= BRIEF =
How many lines in the following material contain the string "clicks"? Case matters, and the reply should be the number alone.

╭─ GIVEN DATA

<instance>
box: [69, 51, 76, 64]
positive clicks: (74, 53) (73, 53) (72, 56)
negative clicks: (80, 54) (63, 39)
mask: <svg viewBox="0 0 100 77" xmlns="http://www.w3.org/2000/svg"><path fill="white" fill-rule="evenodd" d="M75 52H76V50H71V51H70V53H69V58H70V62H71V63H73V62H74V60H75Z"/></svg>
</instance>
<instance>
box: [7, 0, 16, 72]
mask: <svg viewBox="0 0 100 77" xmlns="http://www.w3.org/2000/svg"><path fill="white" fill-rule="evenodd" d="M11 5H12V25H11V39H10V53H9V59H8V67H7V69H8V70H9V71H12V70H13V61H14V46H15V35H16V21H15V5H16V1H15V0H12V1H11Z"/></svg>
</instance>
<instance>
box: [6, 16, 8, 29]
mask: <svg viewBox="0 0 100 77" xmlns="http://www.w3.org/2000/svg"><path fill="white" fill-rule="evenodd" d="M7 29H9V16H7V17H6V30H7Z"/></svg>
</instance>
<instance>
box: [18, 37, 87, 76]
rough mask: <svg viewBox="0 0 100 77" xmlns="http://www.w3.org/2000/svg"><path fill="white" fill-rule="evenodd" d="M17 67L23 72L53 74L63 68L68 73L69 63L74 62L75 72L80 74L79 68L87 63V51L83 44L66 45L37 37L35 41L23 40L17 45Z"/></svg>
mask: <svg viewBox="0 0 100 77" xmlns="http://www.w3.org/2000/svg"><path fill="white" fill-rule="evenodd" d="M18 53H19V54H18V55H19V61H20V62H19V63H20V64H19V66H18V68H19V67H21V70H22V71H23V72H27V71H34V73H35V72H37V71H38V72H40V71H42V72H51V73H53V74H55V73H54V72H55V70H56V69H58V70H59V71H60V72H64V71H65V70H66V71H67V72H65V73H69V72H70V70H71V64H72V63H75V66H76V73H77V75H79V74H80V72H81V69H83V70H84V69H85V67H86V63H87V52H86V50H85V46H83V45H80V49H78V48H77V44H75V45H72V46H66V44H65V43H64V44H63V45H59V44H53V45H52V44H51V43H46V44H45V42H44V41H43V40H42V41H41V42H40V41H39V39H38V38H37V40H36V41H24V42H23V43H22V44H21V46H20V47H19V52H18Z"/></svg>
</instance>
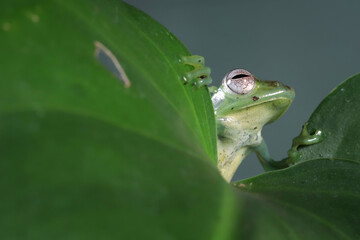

╰─

= RESPONSE TO THIS EXERCISE =
2